## begin Record set
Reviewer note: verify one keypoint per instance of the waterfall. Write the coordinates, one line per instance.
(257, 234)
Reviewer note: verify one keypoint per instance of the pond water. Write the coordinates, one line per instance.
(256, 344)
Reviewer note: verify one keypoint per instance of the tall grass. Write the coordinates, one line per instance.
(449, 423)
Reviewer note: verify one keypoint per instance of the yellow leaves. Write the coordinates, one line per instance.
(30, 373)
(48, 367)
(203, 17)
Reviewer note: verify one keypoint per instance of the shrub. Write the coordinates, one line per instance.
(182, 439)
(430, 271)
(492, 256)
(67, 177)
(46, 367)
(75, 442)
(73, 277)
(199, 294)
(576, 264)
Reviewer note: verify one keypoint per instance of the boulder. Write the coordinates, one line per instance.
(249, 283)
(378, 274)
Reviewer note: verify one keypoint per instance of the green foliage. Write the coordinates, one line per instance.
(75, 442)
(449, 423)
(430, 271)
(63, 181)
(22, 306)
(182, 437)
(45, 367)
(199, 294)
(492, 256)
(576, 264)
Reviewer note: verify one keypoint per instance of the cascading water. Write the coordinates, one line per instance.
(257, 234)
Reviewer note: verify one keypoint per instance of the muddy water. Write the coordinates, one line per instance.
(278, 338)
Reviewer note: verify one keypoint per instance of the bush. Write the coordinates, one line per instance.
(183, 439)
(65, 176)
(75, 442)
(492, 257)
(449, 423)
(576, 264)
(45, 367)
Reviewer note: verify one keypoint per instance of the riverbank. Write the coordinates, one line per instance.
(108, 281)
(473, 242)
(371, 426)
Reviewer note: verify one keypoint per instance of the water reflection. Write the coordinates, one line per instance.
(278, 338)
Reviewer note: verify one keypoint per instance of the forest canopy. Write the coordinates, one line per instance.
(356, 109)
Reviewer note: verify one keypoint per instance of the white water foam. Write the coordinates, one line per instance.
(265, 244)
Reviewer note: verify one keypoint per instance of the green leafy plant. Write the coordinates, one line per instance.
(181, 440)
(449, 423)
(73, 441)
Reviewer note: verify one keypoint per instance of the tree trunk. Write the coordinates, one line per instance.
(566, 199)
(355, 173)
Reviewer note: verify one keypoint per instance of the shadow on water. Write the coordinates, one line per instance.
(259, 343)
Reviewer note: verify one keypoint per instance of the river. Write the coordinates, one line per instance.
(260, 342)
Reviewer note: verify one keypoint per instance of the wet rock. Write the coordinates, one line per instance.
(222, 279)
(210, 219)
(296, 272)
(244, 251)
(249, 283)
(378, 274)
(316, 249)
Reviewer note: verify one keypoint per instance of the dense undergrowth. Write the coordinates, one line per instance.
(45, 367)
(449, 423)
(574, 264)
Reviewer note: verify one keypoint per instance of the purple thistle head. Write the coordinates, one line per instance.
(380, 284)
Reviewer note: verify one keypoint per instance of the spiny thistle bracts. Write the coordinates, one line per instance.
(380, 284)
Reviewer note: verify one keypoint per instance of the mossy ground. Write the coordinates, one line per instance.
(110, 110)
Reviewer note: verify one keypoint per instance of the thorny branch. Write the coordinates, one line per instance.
## end Record set
## begin Record set
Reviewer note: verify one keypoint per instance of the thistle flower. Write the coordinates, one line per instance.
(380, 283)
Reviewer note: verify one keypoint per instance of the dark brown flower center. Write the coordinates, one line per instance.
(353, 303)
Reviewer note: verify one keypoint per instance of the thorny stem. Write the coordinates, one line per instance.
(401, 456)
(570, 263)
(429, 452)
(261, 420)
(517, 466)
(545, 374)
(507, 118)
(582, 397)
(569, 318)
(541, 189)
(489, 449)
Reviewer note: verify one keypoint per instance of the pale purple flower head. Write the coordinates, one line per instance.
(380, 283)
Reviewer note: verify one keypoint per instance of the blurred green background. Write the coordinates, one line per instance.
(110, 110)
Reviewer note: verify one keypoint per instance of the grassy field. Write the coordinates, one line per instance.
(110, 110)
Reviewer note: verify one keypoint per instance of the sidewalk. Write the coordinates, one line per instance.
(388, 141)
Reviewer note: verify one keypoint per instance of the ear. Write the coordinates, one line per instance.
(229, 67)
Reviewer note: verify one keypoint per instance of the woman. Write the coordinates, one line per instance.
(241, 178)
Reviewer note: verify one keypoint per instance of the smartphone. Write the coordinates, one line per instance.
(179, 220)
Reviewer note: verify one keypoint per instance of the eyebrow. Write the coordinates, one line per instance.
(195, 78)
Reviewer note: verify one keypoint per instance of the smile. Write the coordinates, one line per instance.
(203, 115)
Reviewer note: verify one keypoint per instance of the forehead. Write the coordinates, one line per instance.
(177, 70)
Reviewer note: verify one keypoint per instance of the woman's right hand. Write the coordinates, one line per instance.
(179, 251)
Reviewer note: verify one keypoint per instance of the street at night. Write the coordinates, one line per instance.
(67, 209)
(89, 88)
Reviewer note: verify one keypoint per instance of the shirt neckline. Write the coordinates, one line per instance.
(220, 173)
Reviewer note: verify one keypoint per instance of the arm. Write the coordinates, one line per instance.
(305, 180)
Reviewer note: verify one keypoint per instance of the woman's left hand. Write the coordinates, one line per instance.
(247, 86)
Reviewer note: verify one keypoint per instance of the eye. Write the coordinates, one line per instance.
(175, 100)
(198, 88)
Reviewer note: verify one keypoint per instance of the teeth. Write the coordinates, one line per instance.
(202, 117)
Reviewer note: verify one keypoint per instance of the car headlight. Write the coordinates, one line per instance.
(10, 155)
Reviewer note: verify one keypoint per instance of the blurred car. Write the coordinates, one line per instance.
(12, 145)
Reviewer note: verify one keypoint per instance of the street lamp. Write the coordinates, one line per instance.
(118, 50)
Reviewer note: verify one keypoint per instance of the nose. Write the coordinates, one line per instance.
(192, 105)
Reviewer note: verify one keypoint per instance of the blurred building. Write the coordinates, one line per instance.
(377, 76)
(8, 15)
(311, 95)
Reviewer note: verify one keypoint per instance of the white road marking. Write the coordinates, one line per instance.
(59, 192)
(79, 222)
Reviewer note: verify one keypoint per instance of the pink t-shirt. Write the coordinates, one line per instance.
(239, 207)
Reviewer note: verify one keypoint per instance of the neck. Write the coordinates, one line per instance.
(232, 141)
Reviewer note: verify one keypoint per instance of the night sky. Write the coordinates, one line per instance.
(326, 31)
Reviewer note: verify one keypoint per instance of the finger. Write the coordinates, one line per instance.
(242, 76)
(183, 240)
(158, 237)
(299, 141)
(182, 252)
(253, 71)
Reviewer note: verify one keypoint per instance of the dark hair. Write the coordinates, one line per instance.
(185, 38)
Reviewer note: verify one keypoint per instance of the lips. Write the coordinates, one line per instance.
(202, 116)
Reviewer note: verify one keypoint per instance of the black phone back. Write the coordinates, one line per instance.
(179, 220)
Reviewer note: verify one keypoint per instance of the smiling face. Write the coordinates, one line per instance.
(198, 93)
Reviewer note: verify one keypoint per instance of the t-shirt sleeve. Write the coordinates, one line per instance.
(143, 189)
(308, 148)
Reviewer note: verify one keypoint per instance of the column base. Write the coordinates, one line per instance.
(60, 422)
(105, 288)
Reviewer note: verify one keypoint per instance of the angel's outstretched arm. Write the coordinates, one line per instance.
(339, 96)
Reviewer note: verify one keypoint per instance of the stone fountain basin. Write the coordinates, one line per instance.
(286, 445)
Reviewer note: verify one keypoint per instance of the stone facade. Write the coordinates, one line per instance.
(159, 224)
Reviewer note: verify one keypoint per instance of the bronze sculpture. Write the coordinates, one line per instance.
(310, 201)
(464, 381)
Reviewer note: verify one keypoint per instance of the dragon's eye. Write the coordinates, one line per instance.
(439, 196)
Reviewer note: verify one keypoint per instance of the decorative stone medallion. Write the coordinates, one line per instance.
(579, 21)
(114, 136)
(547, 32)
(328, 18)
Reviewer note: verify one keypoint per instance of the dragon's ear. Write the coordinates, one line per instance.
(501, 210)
## end Record set
## begin Record set
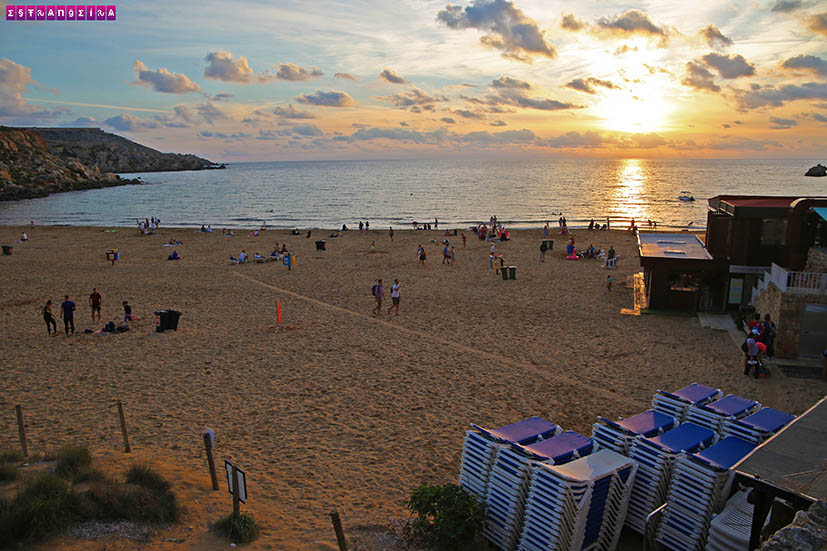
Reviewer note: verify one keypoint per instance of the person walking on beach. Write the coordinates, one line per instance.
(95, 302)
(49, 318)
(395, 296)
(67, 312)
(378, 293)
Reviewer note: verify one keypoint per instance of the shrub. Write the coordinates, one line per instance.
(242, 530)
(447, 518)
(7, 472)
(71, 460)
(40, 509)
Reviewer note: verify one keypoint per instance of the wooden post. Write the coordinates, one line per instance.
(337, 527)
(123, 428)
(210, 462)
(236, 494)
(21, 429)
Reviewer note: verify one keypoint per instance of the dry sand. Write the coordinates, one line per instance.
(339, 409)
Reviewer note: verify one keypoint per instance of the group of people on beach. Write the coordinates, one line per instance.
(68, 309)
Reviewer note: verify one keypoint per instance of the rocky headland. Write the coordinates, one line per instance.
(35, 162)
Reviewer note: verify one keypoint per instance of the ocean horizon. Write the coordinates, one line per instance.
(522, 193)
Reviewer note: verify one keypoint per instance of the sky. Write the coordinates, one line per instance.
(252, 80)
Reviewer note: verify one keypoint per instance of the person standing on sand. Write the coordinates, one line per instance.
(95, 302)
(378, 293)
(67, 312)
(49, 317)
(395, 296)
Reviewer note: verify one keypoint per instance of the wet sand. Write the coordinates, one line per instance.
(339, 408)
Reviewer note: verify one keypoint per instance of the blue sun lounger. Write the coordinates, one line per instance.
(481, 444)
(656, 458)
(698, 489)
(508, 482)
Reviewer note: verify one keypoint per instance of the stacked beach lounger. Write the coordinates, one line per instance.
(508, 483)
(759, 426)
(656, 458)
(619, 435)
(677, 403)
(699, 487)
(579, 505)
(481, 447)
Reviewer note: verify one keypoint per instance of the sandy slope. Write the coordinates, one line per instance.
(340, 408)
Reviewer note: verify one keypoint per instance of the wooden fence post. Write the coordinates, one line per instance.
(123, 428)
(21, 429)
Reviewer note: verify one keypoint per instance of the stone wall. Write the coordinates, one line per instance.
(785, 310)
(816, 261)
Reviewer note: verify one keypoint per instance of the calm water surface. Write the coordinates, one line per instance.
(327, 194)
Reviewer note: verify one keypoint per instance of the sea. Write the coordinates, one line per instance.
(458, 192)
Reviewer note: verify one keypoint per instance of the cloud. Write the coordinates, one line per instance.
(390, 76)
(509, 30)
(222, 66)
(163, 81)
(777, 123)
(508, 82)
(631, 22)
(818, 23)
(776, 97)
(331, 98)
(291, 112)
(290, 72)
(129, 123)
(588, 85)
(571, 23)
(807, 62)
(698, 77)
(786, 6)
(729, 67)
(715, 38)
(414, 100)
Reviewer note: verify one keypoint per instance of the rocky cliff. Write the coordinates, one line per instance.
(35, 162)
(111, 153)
## end Record set
> **Task directions**
Copy out the records verbatim, from the line containing "Reviewer note: verify one keypoint per instance of the wet rock." through the line containing "branch. Write the coordinates, one line per instance.".

> **Result**
Reviewer note: verify one keypoint per instance of the wet rock. Write the coordinates, one line per instance.
(222, 279)
(210, 219)
(296, 272)
(244, 251)
(249, 283)
(378, 274)
(316, 249)
Reviewer note: verify one keypoint per instance of the dense undergrowth. Write the coordinates, one line per instance.
(45, 367)
(449, 423)
(574, 264)
Reviewer note: verify one keypoint per instance of the purple thistle head. Write the coordinates, one line per instance.
(380, 284)
Reviewer note: verify one keypoint per instance of the spiny thistle bracts. Write the coordinates, one line per instance.
(380, 284)
Reviewer note: verify one keypoint per instance of the mossy ground. Write the coordinates, one line per instance.
(110, 110)
Reviewer note: verify one keypoint per instance of the thorny branch. Write the coordinates, one line per instance.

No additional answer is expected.